Point labeling examples

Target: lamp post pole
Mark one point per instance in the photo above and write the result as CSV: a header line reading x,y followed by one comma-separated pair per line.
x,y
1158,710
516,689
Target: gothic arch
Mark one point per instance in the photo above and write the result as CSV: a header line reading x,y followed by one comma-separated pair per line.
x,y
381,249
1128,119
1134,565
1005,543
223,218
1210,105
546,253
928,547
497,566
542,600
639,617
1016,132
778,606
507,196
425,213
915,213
--
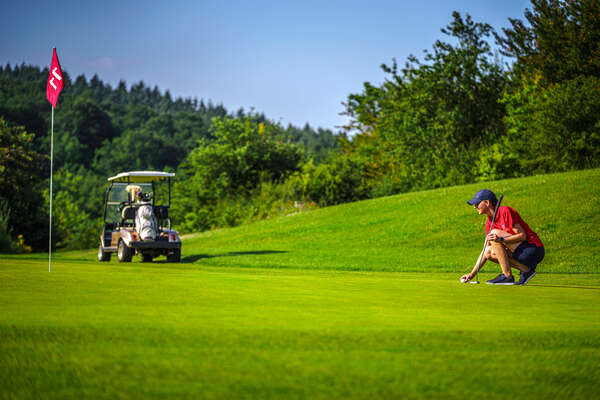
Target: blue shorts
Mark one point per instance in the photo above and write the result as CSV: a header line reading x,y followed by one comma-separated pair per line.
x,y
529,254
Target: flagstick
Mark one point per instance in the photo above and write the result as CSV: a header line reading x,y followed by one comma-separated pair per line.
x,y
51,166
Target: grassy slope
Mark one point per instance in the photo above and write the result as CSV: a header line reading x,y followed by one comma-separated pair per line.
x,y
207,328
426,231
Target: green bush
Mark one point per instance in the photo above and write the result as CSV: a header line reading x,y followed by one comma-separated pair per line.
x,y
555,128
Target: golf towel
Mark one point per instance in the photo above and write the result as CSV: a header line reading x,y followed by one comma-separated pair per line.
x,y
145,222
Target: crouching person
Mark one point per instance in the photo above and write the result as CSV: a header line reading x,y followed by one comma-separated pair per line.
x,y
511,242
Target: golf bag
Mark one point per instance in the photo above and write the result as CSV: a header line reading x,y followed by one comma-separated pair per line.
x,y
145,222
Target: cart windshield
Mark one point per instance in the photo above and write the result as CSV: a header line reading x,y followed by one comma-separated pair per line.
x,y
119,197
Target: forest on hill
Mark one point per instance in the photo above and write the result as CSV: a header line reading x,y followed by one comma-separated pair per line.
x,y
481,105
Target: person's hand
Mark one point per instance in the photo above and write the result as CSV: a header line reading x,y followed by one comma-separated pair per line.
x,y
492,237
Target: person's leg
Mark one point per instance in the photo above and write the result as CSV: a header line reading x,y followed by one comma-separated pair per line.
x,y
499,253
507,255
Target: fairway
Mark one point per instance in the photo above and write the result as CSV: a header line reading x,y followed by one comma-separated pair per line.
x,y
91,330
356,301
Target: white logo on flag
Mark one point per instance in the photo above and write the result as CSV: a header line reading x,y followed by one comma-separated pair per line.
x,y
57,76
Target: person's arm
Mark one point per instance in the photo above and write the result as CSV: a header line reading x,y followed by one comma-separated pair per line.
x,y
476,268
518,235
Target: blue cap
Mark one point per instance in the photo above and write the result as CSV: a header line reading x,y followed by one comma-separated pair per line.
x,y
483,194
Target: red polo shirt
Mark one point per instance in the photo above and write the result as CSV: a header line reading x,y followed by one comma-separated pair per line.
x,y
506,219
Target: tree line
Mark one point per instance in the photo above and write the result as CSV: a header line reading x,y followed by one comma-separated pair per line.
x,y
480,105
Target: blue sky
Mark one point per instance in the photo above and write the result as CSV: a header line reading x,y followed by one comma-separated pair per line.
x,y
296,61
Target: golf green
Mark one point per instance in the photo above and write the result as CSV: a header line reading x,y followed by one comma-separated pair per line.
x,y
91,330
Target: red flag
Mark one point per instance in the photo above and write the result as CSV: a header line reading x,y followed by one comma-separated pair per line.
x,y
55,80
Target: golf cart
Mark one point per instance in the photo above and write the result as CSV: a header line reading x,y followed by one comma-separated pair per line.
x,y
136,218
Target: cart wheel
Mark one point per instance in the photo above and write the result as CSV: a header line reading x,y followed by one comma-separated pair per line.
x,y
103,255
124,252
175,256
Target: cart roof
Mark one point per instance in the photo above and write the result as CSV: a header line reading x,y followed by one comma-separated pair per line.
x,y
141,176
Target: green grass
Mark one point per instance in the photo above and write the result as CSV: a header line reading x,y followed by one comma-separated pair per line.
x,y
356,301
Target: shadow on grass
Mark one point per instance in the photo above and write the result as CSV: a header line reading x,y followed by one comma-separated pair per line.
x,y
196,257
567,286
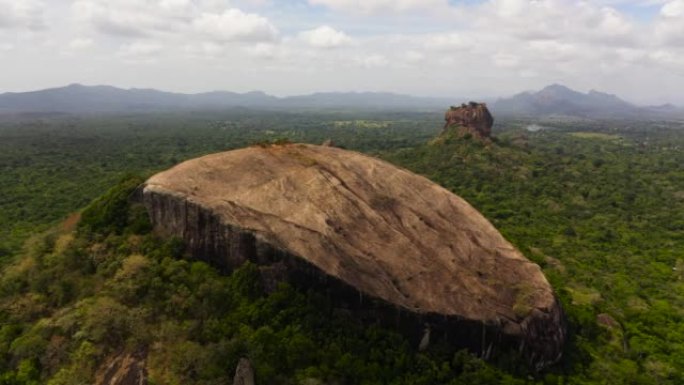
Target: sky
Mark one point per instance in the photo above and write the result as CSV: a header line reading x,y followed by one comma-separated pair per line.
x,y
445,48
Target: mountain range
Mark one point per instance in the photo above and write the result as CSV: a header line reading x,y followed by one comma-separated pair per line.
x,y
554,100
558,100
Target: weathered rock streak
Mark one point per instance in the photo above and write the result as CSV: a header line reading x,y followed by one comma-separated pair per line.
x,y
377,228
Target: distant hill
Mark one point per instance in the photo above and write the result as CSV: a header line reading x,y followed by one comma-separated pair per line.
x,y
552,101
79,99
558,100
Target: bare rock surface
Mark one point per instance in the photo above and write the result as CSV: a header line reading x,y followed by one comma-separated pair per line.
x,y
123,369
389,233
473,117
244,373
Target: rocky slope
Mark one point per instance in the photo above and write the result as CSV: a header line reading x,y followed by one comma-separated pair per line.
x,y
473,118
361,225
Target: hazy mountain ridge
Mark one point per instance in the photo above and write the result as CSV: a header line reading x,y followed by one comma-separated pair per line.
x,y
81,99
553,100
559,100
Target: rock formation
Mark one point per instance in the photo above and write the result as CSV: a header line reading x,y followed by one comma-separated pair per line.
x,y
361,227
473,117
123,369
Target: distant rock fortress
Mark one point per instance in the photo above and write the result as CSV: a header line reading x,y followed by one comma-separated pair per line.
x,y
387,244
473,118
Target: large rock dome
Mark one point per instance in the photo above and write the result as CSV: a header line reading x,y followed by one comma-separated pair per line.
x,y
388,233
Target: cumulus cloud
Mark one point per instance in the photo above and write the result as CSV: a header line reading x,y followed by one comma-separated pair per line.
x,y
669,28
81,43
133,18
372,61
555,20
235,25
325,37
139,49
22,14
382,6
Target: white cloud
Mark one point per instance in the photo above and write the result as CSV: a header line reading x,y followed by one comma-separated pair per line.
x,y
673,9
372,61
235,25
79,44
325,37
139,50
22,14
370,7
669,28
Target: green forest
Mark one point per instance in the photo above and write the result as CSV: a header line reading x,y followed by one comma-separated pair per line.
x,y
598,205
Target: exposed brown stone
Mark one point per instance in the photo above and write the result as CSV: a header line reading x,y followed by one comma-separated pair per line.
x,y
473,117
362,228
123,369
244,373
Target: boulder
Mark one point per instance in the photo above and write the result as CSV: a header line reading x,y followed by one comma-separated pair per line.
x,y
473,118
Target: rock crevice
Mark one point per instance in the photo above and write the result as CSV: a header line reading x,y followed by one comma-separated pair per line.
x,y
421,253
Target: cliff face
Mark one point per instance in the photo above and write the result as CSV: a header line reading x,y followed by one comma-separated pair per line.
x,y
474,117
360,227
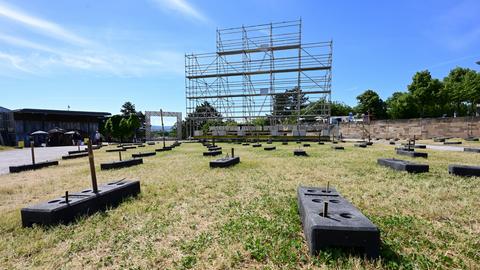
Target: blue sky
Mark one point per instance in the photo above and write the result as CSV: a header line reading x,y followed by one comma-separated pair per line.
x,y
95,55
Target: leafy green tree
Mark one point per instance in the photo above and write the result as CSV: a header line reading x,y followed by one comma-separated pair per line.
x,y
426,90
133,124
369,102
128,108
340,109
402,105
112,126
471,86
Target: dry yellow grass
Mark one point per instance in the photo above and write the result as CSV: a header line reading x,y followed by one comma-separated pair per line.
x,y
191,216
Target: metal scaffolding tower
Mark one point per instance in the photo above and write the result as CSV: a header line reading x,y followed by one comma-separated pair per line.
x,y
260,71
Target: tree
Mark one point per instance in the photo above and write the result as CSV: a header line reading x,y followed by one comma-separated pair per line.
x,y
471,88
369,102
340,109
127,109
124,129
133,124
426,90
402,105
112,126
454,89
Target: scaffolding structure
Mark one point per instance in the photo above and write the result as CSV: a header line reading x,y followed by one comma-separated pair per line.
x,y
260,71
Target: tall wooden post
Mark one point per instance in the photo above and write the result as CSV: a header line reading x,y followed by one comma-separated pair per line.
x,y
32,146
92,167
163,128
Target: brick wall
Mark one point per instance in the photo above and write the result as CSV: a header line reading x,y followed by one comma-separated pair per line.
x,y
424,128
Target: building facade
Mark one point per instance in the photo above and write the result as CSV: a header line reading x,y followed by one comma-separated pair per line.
---
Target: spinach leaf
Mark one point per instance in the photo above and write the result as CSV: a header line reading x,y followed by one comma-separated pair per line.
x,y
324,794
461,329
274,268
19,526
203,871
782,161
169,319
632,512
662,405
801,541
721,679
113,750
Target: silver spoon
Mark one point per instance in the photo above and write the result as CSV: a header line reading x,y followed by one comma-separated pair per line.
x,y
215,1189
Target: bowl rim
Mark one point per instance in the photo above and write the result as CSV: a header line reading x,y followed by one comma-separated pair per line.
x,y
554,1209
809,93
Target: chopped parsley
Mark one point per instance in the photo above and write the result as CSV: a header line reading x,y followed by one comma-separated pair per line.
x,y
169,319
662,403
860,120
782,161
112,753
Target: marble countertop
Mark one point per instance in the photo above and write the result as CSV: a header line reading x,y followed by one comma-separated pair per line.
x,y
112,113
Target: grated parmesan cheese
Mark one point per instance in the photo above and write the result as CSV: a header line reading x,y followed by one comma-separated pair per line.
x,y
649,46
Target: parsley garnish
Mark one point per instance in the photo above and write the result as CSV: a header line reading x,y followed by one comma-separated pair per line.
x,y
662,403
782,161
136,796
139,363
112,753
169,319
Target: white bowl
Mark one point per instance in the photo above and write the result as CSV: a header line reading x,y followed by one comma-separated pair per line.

Objective: How many lines in the items above contain the word "hill"? Reply with the number alone.

Worked answer: 2